### EXTRAIT PRÉSENTÉ ###
Pour ma part, cette période de privation de contact me fait prendre conscience de l’essence de mon métier. Je me rends compte que les pratiques artistiques pour la petite enfance sont une manière de travailler l’en deçà du langage: nous cultivons la sensibilité humaine. La sensibilité nous relie au monde par des relations de sens, sur lesquelles germent les langues et les cultures. Les femmes qui travaillent auprès des jeunes enfants cultivent elles aussi la relation, le soin, l’art d’être sensibles les uns aux autres. Nous ne faisons d’ailleurs qu’accompagner les parents qui transmettent à leurs enfants la vie et la tendresse d’un même mouvement. Car l’empathie nous est naturelle, on peut la cultiver ou non, mais elle nous rend humains.
### ENSEMBLE DE DONNÉES ###
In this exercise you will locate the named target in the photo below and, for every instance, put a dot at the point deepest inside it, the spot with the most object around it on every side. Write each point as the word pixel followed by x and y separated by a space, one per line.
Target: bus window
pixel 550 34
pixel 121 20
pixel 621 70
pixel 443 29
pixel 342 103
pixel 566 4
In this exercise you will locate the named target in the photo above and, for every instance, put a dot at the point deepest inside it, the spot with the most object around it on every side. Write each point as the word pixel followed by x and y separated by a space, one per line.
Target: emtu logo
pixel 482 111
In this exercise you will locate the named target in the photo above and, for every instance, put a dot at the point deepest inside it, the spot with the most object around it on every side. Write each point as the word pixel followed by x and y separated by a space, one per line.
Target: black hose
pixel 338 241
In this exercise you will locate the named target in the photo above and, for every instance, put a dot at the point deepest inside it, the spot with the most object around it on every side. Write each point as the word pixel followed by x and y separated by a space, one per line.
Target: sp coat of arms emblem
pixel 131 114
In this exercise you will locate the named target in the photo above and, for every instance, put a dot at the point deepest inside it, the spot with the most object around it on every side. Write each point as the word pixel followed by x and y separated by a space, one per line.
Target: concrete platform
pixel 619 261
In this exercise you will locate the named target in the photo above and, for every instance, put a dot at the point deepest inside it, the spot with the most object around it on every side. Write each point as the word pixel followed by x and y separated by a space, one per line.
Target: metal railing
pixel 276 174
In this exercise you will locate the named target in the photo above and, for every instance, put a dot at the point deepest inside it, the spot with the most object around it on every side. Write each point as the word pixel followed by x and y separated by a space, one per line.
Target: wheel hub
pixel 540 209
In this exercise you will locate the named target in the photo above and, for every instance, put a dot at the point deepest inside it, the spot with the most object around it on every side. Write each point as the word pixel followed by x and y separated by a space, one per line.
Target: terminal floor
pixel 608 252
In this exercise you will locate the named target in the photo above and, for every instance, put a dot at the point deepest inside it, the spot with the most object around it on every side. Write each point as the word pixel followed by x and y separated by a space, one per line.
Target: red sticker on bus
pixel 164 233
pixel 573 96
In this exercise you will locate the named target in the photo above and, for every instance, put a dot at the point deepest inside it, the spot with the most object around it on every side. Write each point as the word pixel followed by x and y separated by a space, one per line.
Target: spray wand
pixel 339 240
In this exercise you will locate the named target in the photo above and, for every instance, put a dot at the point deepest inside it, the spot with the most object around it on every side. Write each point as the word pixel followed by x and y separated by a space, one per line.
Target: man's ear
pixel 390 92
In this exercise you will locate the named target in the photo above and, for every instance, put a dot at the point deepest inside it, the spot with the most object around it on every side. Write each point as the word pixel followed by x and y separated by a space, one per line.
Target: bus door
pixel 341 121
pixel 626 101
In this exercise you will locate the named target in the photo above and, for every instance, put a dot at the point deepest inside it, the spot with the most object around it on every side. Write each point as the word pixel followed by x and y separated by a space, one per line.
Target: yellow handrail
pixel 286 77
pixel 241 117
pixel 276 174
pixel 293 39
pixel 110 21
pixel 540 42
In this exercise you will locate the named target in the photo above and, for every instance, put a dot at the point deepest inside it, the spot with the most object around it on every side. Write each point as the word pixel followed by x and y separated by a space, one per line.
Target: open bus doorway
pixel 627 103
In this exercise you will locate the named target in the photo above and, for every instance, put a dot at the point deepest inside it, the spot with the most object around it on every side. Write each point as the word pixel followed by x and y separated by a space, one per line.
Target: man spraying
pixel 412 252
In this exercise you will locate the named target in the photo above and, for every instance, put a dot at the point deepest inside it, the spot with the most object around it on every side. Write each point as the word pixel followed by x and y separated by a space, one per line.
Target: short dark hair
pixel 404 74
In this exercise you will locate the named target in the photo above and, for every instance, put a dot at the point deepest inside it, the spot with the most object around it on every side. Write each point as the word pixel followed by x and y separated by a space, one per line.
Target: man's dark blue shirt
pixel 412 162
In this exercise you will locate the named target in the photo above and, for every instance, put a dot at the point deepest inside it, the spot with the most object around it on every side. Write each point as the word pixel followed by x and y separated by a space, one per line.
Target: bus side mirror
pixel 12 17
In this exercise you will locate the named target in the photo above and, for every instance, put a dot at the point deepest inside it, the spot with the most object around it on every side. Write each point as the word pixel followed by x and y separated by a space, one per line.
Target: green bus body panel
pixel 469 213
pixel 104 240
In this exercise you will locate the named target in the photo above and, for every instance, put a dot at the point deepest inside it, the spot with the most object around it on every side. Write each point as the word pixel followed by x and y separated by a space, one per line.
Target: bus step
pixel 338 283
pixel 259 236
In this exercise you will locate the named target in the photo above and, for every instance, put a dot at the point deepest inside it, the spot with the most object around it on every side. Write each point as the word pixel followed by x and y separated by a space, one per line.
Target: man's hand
###
### ENSEMBLE DE DONNÉES ###
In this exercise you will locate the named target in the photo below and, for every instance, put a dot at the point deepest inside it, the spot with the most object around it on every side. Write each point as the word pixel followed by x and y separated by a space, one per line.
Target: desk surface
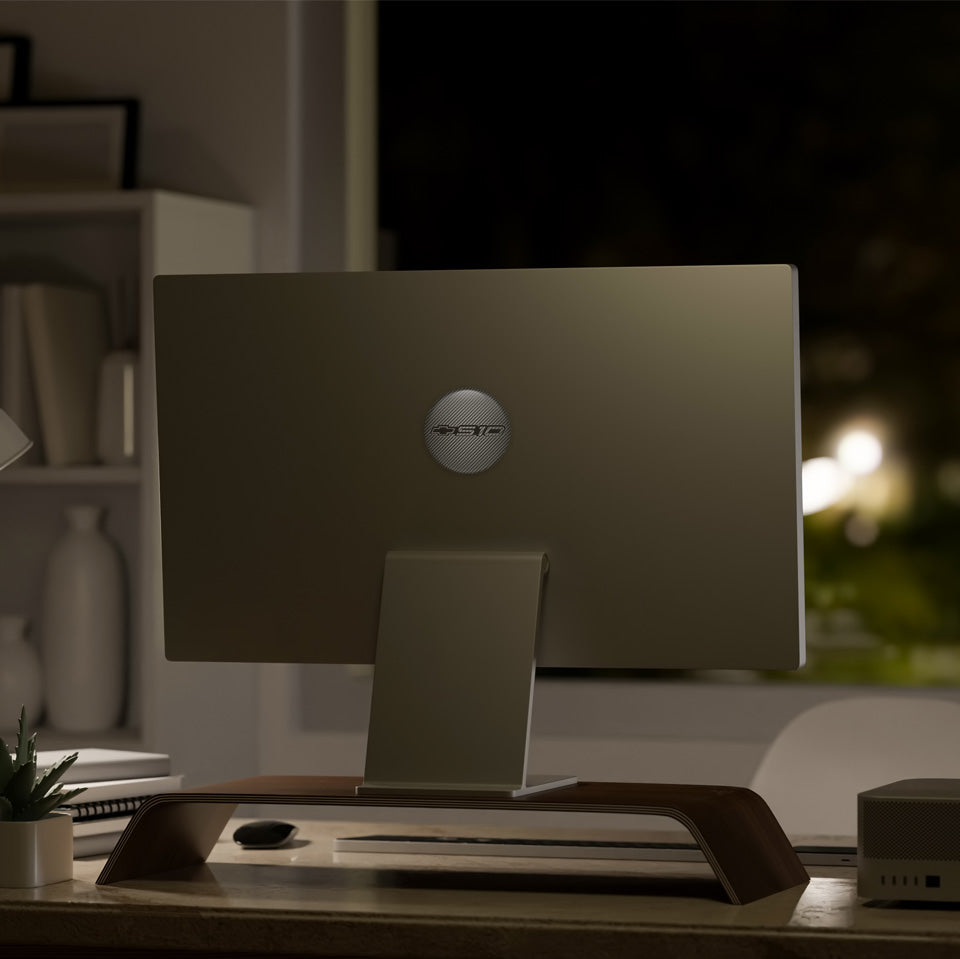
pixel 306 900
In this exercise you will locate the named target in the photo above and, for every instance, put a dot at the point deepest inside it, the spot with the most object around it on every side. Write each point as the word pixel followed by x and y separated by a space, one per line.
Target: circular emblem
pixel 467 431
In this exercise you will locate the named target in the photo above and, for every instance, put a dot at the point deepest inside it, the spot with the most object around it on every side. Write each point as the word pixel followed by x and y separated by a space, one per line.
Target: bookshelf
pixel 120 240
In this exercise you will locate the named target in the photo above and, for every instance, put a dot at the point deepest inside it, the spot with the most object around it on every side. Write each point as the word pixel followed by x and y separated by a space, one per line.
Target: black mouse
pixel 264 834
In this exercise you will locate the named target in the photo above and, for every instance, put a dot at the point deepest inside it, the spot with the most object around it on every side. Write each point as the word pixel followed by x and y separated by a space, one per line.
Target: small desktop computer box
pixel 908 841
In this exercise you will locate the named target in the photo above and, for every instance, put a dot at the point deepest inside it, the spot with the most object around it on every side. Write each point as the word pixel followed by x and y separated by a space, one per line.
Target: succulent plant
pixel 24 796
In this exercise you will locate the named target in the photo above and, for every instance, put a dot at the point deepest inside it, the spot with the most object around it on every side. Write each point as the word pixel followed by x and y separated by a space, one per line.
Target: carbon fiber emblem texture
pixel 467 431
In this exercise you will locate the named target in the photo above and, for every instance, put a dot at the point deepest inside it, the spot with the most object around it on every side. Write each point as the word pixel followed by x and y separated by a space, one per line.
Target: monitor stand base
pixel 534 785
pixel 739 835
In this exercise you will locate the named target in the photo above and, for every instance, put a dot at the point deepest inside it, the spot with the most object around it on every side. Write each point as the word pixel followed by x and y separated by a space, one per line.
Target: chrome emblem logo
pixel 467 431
###
### ENSEMBLE DE DONNÉES ###
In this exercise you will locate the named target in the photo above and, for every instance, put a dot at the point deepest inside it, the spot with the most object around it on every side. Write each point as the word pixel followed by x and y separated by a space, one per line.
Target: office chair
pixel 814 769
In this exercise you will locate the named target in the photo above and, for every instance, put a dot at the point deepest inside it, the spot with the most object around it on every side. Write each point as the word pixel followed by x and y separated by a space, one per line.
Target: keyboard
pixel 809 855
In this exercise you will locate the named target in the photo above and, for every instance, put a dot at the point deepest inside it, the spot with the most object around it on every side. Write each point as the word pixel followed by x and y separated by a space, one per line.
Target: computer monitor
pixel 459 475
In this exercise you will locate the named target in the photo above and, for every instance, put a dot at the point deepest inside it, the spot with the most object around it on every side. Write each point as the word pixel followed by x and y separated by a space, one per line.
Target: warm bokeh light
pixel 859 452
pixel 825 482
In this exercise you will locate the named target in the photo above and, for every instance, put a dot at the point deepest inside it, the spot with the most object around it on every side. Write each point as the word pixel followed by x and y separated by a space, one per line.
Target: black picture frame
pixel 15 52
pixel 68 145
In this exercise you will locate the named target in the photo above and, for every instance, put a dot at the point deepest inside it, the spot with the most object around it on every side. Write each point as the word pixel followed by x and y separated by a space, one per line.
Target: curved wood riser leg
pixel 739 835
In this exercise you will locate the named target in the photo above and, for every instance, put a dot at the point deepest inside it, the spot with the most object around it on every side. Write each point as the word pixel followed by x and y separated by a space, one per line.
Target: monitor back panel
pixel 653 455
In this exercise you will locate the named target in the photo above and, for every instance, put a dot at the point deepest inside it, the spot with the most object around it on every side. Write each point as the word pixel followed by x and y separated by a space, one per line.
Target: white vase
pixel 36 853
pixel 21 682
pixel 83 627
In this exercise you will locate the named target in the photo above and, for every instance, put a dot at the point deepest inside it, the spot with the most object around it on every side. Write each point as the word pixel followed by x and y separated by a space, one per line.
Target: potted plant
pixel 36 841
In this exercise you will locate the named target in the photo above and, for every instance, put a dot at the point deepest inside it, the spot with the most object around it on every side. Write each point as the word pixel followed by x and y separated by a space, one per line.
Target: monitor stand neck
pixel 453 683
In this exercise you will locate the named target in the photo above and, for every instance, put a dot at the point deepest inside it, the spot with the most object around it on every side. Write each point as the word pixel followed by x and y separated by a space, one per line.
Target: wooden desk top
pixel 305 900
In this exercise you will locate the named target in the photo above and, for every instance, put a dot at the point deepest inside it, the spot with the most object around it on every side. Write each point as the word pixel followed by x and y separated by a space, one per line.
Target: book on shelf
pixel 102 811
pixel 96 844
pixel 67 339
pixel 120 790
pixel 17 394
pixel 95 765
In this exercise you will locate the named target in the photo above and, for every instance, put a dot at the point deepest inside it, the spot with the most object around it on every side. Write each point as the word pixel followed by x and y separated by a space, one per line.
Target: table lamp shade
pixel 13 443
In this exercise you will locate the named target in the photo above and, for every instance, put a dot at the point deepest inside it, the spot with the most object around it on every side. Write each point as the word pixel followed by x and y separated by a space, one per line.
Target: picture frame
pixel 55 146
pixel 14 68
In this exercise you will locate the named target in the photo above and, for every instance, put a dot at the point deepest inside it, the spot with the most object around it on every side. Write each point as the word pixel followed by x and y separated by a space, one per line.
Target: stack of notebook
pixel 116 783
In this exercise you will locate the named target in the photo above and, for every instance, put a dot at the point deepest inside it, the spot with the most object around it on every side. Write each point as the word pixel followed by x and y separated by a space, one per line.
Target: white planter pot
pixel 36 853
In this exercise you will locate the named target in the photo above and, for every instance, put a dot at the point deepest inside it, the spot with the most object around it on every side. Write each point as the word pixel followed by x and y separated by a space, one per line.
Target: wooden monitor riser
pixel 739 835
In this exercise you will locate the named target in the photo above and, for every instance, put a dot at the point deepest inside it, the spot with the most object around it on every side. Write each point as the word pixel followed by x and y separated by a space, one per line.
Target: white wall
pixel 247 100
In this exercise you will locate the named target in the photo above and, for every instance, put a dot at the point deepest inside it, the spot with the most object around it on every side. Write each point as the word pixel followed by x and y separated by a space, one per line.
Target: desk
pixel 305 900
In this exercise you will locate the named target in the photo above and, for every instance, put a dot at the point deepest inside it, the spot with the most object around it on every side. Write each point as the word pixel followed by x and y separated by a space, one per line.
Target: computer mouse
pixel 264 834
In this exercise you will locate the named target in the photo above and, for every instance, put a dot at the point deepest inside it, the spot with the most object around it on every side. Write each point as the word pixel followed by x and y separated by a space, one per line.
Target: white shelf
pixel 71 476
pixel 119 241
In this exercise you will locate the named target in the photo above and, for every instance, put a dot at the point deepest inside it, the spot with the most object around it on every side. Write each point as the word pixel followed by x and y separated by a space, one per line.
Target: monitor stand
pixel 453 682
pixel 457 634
###
BUT DE LA TÂCHE -
Poursuivez le texte sur l'art pour les tout-petits et la sensibilité, en reprenant juste après sa dernière phrase.

RÉPONSE -
On me confie que dans les administrations publiques, les « petites mains » qui œuvrent au bien être des populations, souffrent elles aussi. Toutes ces années de travail, tous ces efforts pour une société bienveillante et solidaire, semblent fondre comme neige au soleil devant ce satané virus. Il semble être le meilleur allié de l’égoïsme qui gouverne le monde. Dans ce département on a toujours résisté, à contre-courant d’une époque qui érige l’individualisme en vertu. Mais la pandémie ouvre la porte à la peur et le repli sur soi, l’indifférence aux autres et à la vie qui nous entoure, la transformation progressive des relations humaines en rapport techniques, autrement dit à tout ce contre quoi nous luttons.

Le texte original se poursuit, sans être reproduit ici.